— start of Passage to read —

Spilling the Tea: Superstitions, Sisterhood, and Sacred Gossip
This afternoon I decided to get a tea set out and make myself a brew.
As I poured my first cup from the teapot to the cup, bubbles started to form and I heard my mothers voice.
“There’s wealth in your cup when it bubbles like that. Get a spoon, gather them and drink them down.”
A spoon in my home always represented the feminine and created room to receive.
This got me thinking about all the superstitions and stories I heard around a cup of tea. I could listen for hours.
And that’s the thing about tea, it’s ancient and alchemical.
Steam curls upward like a whispered spell, herbs steeping into something that soothes, awakens, or divines. Across centuries and cultures, tea has been more than a beverage. It’s been a ritual, a symbol, and a container for secrets, for connection, and for mystery. Its something I miss most about connecting with the women in my family, and I am most grateful I get to hold this tradition with my sister and friends when we gather.
Tea is part of my culture. It’s part of my ancestors’ stories, both good and bad. And along with tea rituals’s it also has it own superstitions that come with it.
Here are some common superstitions surrounding tea time:
If you spill your tea, it could mean someone is talking about you.

— end of Passage to read —
— start of Records to process —

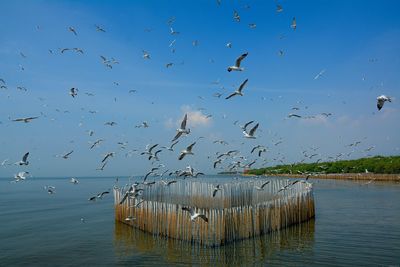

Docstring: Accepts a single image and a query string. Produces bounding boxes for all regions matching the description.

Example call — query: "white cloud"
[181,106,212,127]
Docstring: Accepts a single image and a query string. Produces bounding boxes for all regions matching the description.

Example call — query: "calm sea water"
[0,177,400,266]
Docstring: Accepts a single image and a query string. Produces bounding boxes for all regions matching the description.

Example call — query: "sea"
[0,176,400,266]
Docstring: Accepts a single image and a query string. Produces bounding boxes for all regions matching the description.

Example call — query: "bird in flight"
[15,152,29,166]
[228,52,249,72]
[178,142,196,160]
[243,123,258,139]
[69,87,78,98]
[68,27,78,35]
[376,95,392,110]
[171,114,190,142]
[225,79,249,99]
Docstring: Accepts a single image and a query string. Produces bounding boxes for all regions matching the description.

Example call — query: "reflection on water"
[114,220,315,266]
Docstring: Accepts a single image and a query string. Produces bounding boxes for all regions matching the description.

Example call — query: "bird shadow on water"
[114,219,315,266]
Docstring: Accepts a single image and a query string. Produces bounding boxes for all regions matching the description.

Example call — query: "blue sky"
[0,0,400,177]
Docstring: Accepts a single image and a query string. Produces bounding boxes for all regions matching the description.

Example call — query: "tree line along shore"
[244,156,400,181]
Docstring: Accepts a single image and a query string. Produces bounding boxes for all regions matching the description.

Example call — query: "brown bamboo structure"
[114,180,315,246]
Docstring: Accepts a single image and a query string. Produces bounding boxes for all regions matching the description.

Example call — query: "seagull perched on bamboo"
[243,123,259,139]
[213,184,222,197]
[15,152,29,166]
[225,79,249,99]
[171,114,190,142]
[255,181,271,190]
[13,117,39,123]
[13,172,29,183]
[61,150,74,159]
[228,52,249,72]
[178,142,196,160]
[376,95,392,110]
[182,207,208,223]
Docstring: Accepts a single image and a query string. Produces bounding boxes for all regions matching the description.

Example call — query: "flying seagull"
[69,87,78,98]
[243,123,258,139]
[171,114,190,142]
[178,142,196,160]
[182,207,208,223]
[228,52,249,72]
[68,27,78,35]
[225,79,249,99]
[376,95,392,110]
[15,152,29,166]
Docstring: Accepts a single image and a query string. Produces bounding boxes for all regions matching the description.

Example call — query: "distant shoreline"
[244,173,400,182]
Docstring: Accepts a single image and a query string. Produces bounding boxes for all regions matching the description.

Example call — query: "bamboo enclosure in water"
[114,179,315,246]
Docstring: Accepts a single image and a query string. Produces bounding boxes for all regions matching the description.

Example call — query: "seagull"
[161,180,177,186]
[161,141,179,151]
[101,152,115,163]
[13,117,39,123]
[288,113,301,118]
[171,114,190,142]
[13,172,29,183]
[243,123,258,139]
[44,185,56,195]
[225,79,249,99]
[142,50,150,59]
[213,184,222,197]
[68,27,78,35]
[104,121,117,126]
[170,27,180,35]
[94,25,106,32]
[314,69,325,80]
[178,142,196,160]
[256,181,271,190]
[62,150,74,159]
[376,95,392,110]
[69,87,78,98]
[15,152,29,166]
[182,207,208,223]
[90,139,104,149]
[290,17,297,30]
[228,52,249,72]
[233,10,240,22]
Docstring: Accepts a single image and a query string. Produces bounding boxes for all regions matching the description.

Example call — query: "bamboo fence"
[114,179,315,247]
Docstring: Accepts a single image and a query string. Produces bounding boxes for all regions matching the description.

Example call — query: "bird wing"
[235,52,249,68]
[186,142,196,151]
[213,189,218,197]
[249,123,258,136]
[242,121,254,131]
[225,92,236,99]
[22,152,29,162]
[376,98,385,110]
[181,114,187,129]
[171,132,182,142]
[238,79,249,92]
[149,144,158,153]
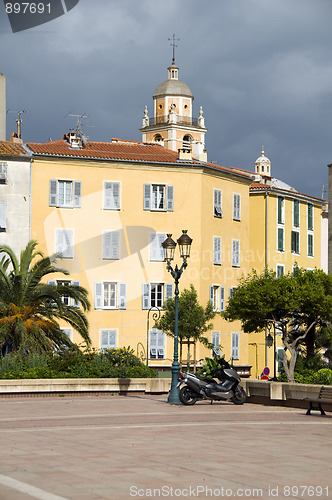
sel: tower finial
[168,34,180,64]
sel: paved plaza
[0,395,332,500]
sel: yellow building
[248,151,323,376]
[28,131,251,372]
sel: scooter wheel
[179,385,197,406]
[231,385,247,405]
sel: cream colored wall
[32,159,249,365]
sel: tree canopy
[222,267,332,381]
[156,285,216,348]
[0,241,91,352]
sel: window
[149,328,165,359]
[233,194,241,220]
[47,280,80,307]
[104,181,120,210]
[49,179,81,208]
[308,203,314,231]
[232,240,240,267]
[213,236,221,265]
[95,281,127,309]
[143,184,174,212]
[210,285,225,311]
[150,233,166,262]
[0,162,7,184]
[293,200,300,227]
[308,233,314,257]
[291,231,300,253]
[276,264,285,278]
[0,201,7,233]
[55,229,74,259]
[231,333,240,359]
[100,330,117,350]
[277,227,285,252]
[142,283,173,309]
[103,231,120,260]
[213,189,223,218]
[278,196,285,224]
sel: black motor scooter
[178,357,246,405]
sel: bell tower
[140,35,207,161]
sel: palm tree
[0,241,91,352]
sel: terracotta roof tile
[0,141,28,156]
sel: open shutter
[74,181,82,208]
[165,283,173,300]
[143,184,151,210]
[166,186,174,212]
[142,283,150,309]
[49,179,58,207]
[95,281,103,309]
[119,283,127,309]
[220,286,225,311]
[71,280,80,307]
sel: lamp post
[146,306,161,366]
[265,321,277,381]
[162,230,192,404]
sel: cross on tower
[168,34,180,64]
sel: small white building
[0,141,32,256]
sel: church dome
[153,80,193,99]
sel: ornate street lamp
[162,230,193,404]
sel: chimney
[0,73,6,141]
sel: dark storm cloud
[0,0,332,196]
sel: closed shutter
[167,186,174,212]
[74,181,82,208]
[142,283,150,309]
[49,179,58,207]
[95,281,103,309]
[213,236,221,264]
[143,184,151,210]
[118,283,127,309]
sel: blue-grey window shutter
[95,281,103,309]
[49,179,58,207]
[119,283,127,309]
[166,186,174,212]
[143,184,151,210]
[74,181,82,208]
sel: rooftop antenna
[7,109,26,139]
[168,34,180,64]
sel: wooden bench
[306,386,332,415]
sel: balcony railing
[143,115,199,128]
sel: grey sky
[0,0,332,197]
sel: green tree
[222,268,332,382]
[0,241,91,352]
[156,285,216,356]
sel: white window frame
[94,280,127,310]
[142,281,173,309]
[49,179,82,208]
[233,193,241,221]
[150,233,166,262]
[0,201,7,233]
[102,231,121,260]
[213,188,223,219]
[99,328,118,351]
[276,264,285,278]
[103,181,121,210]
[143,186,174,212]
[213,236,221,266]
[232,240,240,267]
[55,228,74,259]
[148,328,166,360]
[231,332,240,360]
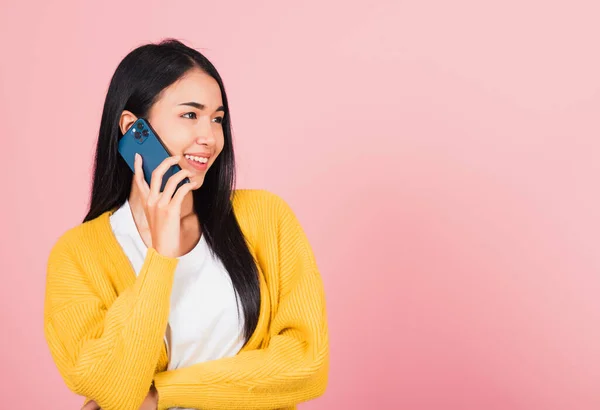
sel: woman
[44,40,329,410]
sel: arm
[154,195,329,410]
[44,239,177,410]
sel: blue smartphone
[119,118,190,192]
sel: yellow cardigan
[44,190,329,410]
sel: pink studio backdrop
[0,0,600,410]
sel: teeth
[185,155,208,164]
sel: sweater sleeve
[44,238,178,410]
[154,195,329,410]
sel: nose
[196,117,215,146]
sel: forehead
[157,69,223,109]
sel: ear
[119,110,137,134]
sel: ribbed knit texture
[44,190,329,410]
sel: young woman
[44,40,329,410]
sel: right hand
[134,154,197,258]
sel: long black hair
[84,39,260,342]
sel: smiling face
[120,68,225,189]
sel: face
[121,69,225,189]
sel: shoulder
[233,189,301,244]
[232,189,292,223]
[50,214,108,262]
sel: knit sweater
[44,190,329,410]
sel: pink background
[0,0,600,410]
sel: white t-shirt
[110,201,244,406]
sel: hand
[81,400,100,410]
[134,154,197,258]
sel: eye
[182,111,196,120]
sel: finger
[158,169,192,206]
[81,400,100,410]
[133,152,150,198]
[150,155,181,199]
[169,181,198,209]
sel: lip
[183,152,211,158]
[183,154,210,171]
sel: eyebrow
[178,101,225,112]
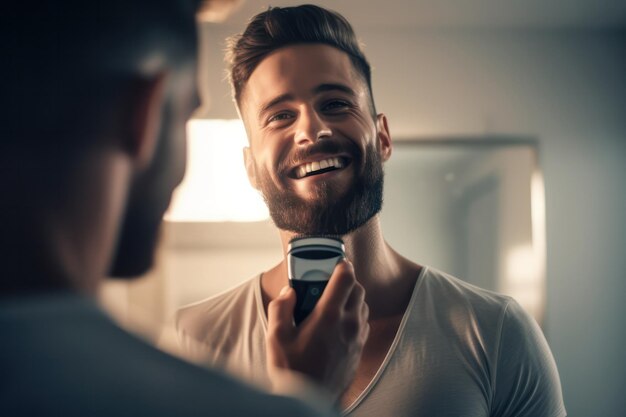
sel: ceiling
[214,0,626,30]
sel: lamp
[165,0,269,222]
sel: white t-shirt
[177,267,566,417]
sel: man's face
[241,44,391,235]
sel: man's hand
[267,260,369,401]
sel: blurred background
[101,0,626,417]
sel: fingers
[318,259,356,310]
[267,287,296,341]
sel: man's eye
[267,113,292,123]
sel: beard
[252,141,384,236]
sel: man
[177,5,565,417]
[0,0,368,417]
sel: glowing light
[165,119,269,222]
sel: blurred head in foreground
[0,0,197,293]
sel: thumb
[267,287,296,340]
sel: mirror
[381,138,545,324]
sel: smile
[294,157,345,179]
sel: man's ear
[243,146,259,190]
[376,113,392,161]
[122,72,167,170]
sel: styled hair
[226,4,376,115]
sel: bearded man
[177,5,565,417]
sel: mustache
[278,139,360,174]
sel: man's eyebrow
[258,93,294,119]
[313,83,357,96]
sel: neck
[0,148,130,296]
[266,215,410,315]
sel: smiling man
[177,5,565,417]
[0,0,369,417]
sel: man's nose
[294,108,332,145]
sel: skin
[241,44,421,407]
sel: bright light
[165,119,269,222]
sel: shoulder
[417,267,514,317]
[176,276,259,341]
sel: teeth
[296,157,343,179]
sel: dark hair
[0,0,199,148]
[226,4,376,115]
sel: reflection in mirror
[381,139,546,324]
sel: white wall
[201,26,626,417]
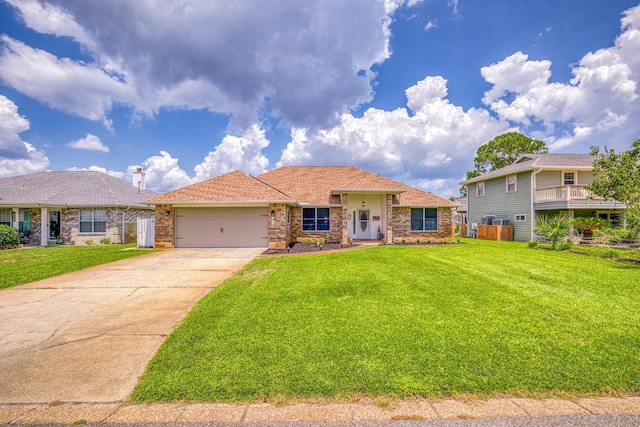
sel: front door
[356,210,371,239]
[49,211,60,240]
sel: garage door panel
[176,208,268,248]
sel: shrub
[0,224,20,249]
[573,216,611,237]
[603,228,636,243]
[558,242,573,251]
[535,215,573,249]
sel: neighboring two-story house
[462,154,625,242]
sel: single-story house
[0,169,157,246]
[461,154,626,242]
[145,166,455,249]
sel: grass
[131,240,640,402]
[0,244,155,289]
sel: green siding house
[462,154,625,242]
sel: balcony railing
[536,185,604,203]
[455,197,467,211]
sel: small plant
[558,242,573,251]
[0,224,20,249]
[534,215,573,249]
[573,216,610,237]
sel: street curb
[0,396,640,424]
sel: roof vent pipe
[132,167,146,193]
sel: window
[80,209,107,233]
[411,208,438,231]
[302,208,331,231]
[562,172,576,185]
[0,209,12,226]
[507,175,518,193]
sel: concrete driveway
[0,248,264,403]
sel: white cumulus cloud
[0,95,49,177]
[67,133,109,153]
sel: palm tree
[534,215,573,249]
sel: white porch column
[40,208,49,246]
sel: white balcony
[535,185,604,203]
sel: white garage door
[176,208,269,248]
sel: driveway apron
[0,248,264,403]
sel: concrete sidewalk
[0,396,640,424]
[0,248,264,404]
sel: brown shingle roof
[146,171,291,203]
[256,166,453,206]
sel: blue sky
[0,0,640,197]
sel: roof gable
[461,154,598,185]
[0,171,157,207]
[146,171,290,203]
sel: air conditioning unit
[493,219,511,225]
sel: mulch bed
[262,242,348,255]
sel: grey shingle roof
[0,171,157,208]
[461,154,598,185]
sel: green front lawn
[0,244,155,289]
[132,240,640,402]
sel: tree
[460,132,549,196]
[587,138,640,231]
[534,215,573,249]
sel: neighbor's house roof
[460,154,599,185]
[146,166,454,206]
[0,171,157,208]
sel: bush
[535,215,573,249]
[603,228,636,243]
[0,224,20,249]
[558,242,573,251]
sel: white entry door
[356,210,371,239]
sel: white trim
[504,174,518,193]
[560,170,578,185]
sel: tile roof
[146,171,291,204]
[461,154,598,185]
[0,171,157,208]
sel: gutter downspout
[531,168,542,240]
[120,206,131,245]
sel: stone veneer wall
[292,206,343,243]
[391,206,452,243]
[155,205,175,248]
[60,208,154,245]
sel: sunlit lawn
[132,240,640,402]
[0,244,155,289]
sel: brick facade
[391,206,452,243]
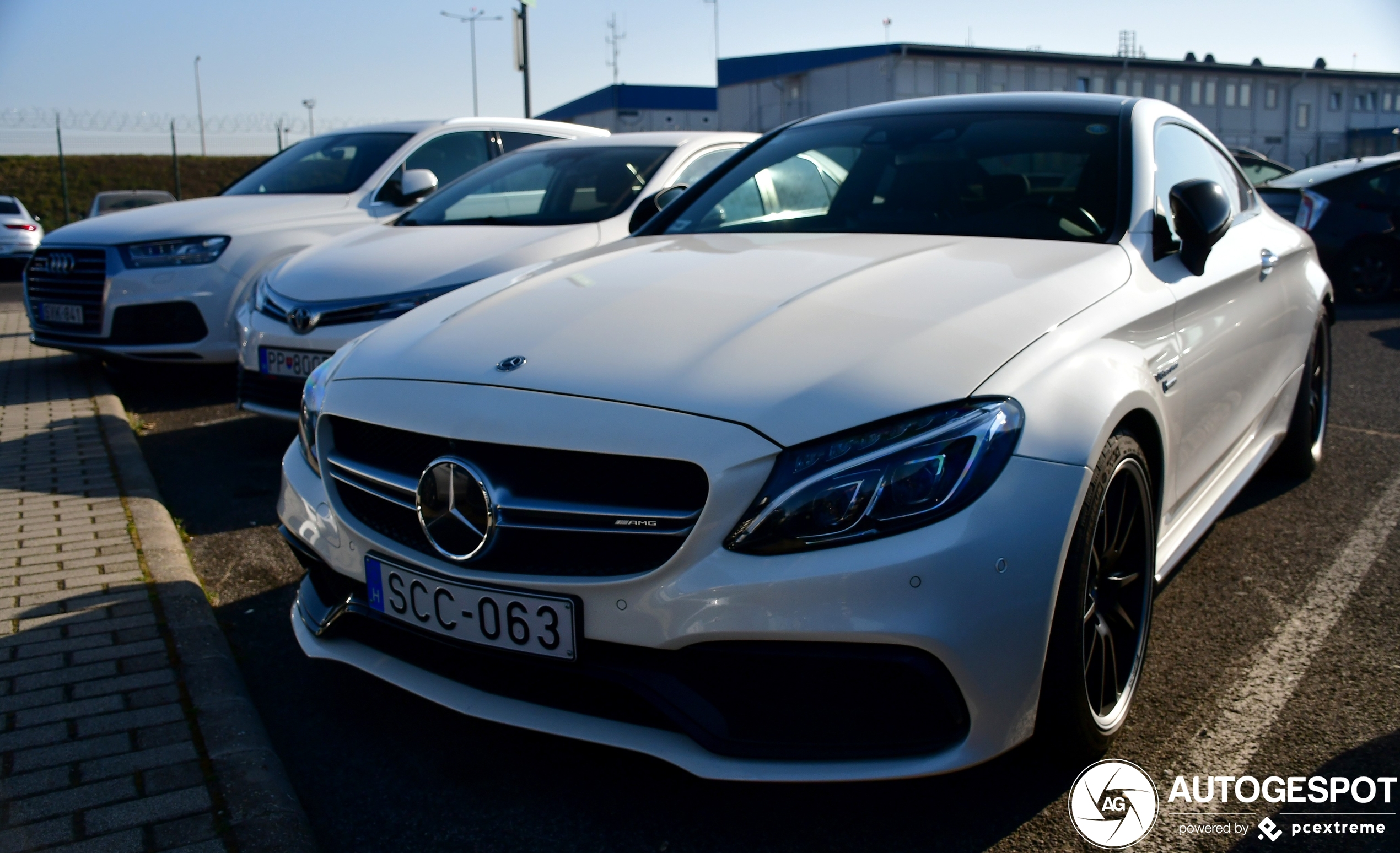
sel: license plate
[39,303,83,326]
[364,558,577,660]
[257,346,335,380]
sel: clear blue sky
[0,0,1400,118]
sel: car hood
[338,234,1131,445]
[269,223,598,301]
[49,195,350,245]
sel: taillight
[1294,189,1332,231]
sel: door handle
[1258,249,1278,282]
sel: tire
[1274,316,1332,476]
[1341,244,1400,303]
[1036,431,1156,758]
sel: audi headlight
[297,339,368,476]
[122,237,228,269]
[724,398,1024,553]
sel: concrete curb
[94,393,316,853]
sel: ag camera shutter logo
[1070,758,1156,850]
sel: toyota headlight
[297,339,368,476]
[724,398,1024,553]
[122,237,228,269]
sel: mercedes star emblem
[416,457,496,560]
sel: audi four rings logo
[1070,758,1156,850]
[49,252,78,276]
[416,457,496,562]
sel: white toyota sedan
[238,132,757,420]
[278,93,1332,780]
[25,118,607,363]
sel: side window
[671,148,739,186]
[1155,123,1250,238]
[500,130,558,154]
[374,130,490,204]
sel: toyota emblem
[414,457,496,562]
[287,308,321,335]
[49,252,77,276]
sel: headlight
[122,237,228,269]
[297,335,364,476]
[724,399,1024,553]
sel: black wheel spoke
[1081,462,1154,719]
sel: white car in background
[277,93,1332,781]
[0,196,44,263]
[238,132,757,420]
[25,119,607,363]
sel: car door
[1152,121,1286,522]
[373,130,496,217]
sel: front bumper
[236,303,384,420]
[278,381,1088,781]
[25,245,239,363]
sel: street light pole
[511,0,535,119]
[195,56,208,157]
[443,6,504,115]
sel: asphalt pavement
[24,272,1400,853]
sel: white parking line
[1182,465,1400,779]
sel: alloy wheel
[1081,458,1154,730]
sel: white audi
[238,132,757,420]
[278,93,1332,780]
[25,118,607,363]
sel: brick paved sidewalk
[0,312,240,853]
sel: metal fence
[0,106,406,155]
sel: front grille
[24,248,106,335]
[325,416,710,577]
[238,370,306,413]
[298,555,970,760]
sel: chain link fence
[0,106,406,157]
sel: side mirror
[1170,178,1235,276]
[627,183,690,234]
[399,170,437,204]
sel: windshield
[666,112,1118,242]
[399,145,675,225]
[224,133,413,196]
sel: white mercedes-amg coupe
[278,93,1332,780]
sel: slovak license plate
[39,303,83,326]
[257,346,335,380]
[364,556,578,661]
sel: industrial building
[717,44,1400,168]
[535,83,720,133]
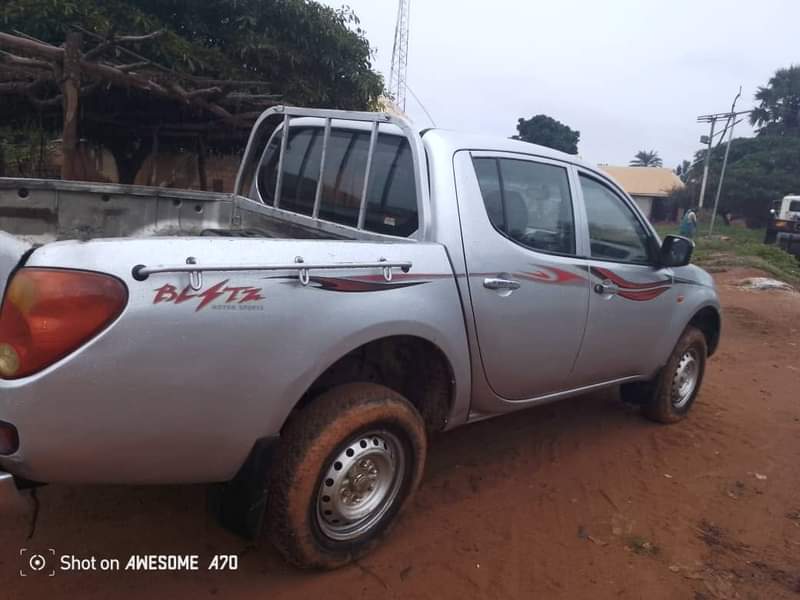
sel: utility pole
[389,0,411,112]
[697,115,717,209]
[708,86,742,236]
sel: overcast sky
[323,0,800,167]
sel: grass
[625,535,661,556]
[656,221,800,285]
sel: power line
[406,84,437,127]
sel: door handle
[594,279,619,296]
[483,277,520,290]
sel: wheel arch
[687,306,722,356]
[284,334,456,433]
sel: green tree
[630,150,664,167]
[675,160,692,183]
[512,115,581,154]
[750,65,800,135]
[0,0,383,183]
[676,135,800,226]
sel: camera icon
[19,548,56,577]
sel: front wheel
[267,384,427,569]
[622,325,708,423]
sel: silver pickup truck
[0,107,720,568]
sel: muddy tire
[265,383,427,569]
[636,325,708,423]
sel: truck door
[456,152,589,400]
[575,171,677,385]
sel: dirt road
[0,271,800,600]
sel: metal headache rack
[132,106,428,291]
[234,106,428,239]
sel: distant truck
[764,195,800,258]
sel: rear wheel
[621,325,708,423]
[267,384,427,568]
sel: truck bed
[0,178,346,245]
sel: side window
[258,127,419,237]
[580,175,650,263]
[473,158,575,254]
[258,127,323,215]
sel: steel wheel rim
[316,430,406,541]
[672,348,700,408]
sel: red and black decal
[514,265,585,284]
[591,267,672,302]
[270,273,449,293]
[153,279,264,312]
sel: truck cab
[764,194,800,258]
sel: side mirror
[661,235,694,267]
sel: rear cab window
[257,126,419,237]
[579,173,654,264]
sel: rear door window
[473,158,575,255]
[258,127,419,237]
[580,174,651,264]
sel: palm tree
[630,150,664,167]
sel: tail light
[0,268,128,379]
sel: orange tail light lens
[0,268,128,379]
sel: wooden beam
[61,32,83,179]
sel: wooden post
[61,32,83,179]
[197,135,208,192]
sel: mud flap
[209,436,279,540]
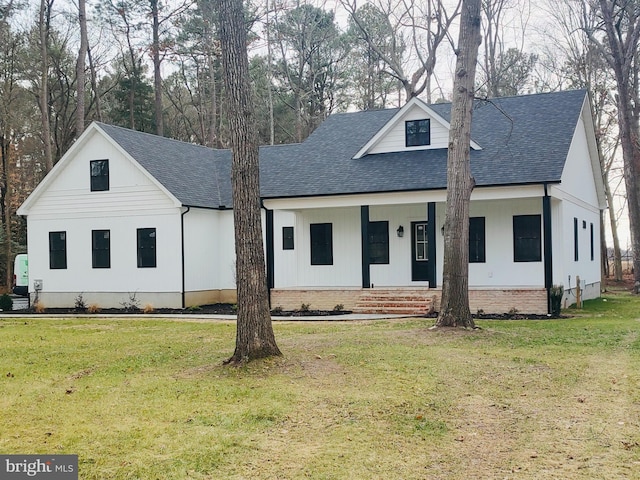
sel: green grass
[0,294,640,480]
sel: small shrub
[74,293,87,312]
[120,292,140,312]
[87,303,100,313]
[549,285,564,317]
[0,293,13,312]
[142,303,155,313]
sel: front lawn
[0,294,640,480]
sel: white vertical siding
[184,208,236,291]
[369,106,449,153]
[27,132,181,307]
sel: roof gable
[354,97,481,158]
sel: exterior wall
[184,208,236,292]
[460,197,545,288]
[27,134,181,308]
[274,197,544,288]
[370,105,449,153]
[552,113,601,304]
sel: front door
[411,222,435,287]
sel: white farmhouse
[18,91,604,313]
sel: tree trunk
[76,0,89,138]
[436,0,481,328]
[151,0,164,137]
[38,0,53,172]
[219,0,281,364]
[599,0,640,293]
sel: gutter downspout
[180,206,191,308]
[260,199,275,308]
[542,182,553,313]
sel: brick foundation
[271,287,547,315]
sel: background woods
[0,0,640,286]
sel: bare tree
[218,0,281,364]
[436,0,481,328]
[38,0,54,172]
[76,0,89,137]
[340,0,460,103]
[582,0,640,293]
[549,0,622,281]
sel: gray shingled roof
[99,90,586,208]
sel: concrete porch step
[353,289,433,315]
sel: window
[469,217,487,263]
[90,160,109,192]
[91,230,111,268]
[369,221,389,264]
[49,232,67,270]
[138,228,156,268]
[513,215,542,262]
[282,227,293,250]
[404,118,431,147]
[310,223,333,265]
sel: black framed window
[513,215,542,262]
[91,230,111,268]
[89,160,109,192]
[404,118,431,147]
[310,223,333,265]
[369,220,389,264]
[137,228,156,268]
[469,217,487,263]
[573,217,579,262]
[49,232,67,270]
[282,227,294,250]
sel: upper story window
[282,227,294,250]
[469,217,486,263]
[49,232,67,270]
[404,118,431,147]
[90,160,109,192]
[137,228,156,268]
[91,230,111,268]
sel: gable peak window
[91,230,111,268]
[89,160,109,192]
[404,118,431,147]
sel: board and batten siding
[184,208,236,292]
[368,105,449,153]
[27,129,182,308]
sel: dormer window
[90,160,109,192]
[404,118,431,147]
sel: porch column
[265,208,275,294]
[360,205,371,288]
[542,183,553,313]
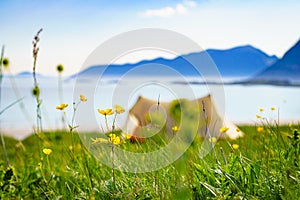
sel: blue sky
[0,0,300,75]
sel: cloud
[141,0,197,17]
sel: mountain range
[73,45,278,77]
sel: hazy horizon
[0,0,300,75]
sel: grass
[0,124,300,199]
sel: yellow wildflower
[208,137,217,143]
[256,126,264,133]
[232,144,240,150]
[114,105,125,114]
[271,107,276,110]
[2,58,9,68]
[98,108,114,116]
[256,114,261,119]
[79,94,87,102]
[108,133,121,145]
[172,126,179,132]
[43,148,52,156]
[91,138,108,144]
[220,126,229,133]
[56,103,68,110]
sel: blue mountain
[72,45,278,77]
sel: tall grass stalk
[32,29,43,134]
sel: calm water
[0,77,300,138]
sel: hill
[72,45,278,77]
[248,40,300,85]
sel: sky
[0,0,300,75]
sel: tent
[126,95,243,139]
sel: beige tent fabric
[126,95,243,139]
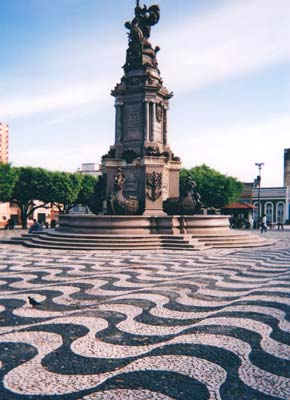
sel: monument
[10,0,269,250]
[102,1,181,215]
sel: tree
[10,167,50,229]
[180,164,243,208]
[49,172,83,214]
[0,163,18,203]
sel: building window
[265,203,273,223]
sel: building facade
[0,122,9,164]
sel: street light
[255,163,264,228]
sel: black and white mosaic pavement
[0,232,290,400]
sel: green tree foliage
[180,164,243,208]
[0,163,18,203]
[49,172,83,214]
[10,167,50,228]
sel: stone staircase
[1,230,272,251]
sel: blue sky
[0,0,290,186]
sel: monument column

— end of Records to process —

* Tasks to perform:
a. Copy the piece on tea superstitions in full, word for word.
b. In the dataset entries, take the part that opens with the line containing "sel: white vertical siding" and closes with the line containing "[353,289,433,315]", and write it out again with "roof" substituted by "rooftop", leaving everything else as it is. Give only that part.
The piece on tea superstitions has no connection to the dataset entries.

* The replies:
a.
Spilling the Tea: Superstitions, Sisterhood, and Sacred Gossip
This afternoon I decided to get a tea set out and make myself a brew.
As I poured my first cup from the teapot to the cup, bubbles started to form and I heard my mothers voice.
“There’s wealth in your cup when it bubbles like that. Get a spoon, gather them and drink them down.”
A spoon in my home always represented the feminine and created room to receive.
This got me thinking about all the superstitions and stories I heard around a cup of tea. I could listen for hours.
And that’s the thing about tea, it’s ancient and alchemical.
Steam curls upward like a whispered spell, herbs steeping into something that soothes, awakens, or divines. Across centuries and cultures, tea has been more than a beverage. It’s been a ritual, a symbol, and a container for secrets, for connection, and for mystery. Its something I miss most about connecting with the women in my family, and I am most grateful I get to hold this tradition with my sister and friends when we gather.
Tea is part of my culture. It’s part of my ancestors’ stories, both good and bad. And along with tea rituals’s it also has it own superstitions that come with it.
Here are some common superstitions surrounding tea time:
If you spill your tea, it could mean someone is talking about you.

b.
sel: white vertical siding
[184,208,236,291]
[369,106,449,153]
[27,132,181,307]
sel: rooftop gable
[354,97,481,158]
sel: exterior wall
[184,208,236,292]
[460,197,545,288]
[27,134,181,308]
[274,197,544,288]
[370,105,449,153]
[552,113,601,304]
sel: front door
[411,222,435,287]
sel: white farmhouse
[18,91,604,313]
sel: tree trunk
[76,0,89,138]
[436,0,481,328]
[151,0,164,137]
[38,0,53,172]
[219,0,281,364]
[599,0,640,293]
sel: gutter downspout
[180,206,191,308]
[260,199,275,308]
[542,182,553,313]
sel: brick foundation
[271,287,547,315]
sel: background woods
[0,0,640,286]
sel: bare tree
[218,0,281,364]
[436,0,481,328]
[38,0,54,172]
[76,0,89,137]
[340,0,460,103]
[582,0,640,293]
[549,0,622,281]
sel: gray shingled rooftop
[99,90,586,208]
sel: concrete porch step
[353,289,433,315]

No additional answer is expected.